任务要求:
将下列全部条目原样重抄一遍，一字不改。

提取数据:
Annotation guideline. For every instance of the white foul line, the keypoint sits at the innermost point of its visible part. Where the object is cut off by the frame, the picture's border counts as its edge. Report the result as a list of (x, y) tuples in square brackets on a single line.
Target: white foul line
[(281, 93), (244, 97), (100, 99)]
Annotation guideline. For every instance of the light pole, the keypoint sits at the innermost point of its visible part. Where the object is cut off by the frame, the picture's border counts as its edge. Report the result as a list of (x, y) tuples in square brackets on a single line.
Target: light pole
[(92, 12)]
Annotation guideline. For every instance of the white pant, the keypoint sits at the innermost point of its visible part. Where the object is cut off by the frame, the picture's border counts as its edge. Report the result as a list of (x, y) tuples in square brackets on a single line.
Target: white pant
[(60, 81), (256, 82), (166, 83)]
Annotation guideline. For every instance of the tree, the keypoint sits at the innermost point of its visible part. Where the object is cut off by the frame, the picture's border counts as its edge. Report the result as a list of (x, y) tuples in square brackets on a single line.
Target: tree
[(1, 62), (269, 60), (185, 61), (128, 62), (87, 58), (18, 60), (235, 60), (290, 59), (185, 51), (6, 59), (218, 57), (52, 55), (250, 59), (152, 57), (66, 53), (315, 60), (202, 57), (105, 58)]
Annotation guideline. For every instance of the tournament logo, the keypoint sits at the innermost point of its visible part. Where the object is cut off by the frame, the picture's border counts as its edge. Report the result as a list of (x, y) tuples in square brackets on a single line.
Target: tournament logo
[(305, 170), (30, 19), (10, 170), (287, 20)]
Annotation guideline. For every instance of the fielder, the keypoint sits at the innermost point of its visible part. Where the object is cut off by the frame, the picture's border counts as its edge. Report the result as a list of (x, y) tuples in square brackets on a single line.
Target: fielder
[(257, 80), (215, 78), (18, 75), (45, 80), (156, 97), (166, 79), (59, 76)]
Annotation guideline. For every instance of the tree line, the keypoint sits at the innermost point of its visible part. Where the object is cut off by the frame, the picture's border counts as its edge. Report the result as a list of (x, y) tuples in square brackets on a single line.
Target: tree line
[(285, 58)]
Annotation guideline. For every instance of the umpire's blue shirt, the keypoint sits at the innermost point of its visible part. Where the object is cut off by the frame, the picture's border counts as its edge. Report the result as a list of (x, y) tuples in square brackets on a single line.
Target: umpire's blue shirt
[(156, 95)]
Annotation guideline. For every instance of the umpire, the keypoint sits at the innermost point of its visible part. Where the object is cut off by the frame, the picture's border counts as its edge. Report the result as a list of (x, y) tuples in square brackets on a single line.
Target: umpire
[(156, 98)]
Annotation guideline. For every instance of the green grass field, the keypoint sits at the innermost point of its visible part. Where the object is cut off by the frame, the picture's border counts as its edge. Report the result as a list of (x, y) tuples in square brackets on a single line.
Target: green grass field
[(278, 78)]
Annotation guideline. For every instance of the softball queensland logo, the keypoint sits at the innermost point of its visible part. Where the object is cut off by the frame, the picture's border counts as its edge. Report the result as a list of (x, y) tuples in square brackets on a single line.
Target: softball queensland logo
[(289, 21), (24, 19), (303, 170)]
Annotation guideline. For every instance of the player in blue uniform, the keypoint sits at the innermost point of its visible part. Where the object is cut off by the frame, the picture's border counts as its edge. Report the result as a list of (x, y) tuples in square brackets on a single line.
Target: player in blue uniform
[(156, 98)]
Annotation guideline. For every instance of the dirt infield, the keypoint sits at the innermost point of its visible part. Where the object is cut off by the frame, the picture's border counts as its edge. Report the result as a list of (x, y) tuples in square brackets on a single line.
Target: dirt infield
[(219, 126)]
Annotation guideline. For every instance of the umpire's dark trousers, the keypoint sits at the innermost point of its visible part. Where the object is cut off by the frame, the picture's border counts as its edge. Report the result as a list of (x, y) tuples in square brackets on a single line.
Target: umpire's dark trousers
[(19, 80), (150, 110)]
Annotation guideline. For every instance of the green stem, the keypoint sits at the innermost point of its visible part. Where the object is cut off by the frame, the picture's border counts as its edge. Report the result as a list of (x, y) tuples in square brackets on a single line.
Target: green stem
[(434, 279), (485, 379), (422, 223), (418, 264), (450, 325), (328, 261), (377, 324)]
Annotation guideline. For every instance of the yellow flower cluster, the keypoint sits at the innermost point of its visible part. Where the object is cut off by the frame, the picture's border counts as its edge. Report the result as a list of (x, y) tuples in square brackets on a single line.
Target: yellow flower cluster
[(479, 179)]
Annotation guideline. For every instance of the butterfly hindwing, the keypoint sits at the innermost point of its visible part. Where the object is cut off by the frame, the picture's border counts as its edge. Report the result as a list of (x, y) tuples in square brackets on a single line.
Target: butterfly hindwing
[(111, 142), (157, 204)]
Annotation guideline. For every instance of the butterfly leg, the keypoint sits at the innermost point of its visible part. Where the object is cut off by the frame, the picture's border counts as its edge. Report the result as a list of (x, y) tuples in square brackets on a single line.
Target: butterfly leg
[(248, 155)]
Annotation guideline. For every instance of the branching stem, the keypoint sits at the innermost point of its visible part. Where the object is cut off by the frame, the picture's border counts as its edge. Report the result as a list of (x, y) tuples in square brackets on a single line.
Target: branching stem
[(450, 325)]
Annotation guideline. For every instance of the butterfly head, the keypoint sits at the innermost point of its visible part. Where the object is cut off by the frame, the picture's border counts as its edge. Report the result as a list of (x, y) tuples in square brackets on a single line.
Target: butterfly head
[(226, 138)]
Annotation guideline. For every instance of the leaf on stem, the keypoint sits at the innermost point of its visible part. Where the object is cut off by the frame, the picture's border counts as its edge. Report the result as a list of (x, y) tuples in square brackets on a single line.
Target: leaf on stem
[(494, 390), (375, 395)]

解答:
Annotation guideline. For every instance of the white foul line, the keypoint sits at the innermost point of its visible part. Where the object is cut off by the frame, the picture's border counts as its edge. Report the result as a list of (x, y) tuples in square brackets on a single line.
Target: white foul line
[(281, 93), (244, 97), (100, 99)]
Annotation guideline. For every instance of the light pole, the keypoint sits at the innermost point of its visible part. Where the object is cut off by the frame, the picture's border counts as its edge. Report the result as a list of (x, y) tuples in square brackets on a single line.
Target: light pole
[(92, 12)]
Annotation guideline. For every instance of the white pant, the keypoint sits at the innermost point of its visible part. Where the object is cut off by the frame, the picture's border counts as its edge. Report the result as a list of (x, y) tuples in square brackets on a single line.
Target: white pant
[(60, 81), (256, 82), (166, 83)]
Annotation guideline. For every instance of the tree, the keypoint sits at the innermost point of its visible part. Where the object is cut off by the frame, the picture's border counts as its edge. Report the result as a list of (x, y) tuples in square brackets on a single line.
Target: tree
[(1, 62), (269, 60), (185, 61), (128, 62), (87, 58), (18, 60), (235, 60), (290, 59), (185, 51), (6, 59), (218, 57), (52, 55), (250, 59), (152, 57), (66, 53), (315, 60), (202, 57), (105, 58)]
Annotation guideline. For every instance of the tournament logo, the keypoint sits at the innermost point of its visible part. Where the object is cut off by the frame, the picture's border counts as its edge. Report the result as a list of (x, y) tuples in square brackets on a single line.
Target: tournament logo
[(305, 170), (30, 19), (10, 170), (287, 20)]
Annotation guideline. For every instance of the fielder, the keypoint sits at the innermost point of its visible part. Where the object is cut off by the frame, the picture's border counts as its edge. Report the result as a list of (x, y) tuples in square brackets on a single line.
Target: fielder
[(257, 80), (215, 78), (18, 75), (45, 80), (156, 97), (166, 79), (59, 76)]
Annotation guideline. For every instance of the tree line, the keypoint sits at the innermost point of its visible part. Where the object is cut off by the frame, the picture's border counts as its edge. Report the result as a list of (x, y) tuples in square brackets on a single line.
Target: tree line
[(285, 58)]
Annotation guideline. For every instance of the umpire's blue shirt, the keypoint sits at the innermost point of its visible part. Where the object is cut off by the frame, the picture's border counts as its edge. Report the result as a list of (x, y) tuples in square brackets on a single line.
Target: umpire's blue shirt
[(156, 95)]
Annotation guideline. For every instance of the umpire, the keypoint sits at the innermost point of its visible part. Where the object is cut off by the frame, the picture's border counts as its edge. Report the result as a list of (x, y) tuples in square brackets on a single line.
Target: umpire
[(156, 98)]
Annotation guideline. For every instance of the green grass field, the keypoint sits at the innermost point of its visible part. Where the object is cut off by the frame, the picture's border counts as its edge. Report the result as a list of (x, y) tuples in square brackets on a single line.
Target: green grass field
[(278, 78)]
Annotation guideline. For every instance of the softball queensland logo, the keypoint sits at the innermost point of its visible part. Where the object is cut off by the frame, the picture's border counts as its edge. Report the result as a list of (x, y) tuples in square brackets on a single line.
Target: softball queensland logo
[(289, 21), (24, 19), (303, 170)]
Annotation guideline. For every instance of the player in blue uniform, the keypoint sits at the innermost point of its visible part. Where the object is cut off by the frame, the picture's border counts as its edge. Report the result as a list of (x, y) tuples in square brackets on a single line.
Target: player in blue uniform
[(156, 98)]
Annotation guideline. For every instance of the dirt infield, the keypoint sits at the innermost point of its visible part. Where the object is cut off by the frame, the picture's border counts as its edge. Report the result as a list of (x, y) tuples in square brackets on a single line.
Target: dirt infield
[(219, 126)]
Annotation guideline. For every instance of the umpire's dark trousers, the keypoint sits at the innermost point of its visible part. Where the object is cut off by the frame, the picture's border counts as its edge. Report the result as a list of (x, y) tuples in square brackets on a single line.
Target: umpire's dark trousers
[(19, 80), (150, 110)]
Annotation guideline. For every instance of the green stem, the keypoint sits at the innermost point of its visible part. Where the object is cut off by the frame, the picture's border counts as its edge. Report the result as a list of (x, y) tuples in square brackets on a single line.
Target: green stem
[(434, 279), (485, 379), (422, 223), (418, 264), (450, 325), (328, 261), (377, 324)]
Annotation guideline. For every instance of the yellow flower cluster, the keypoint sits at the innermost point of its visible part. Where the object is cut off by the frame, the picture's border counts as its edge. Report the result as a list of (x, y) tuples in square brackets on a single line.
Target: yellow flower cluster
[(479, 179)]
Annotation guideline. For every instance of the butterfly hindwing, the keypoint sits at the innermost point of its visible part. Where the object is cut off by the frame, the picture's border counts as its edge. Report the result as a list of (x, y) tuples in square brackets on a single line.
Target: butterfly hindwing
[(111, 142), (157, 204)]
Annotation guideline. For every instance of the butterfly leg, the keypoint sits at the innermost point of its visible part. Where the object is cut off by the frame, the picture's border counts as its edge. Report the result as a list of (x, y) tuples in square brackets on a single line.
Target: butterfly leg
[(248, 155)]
Annotation guideline. For every instance of the branching stem, the keypoint sits at the innermost point of its visible part. Where the object is cut off by the frame, the picture's border counts as its edge. Report the result as a list of (x, y) tuples in square brackets on a single line.
Target: branching stem
[(450, 325)]
Annotation guideline. For every instance of the butterfly head, the keypoint sits at the innermost point of its visible part. Where the object is cut off by the frame, the picture's border counts as its edge. Report the result as a list of (x, y) tuples in square brackets on a single line.
Target: butterfly head
[(226, 138)]
Annotation guideline. For every instance of the leaf on stem, the keypoint sits at the innermost point of its visible part. Where the object is cut off by the frame, the picture's border counts as its edge. Report the result as a list of (x, y) tuples in square brackets on a single line.
Target: leaf on stem
[(494, 390), (375, 395)]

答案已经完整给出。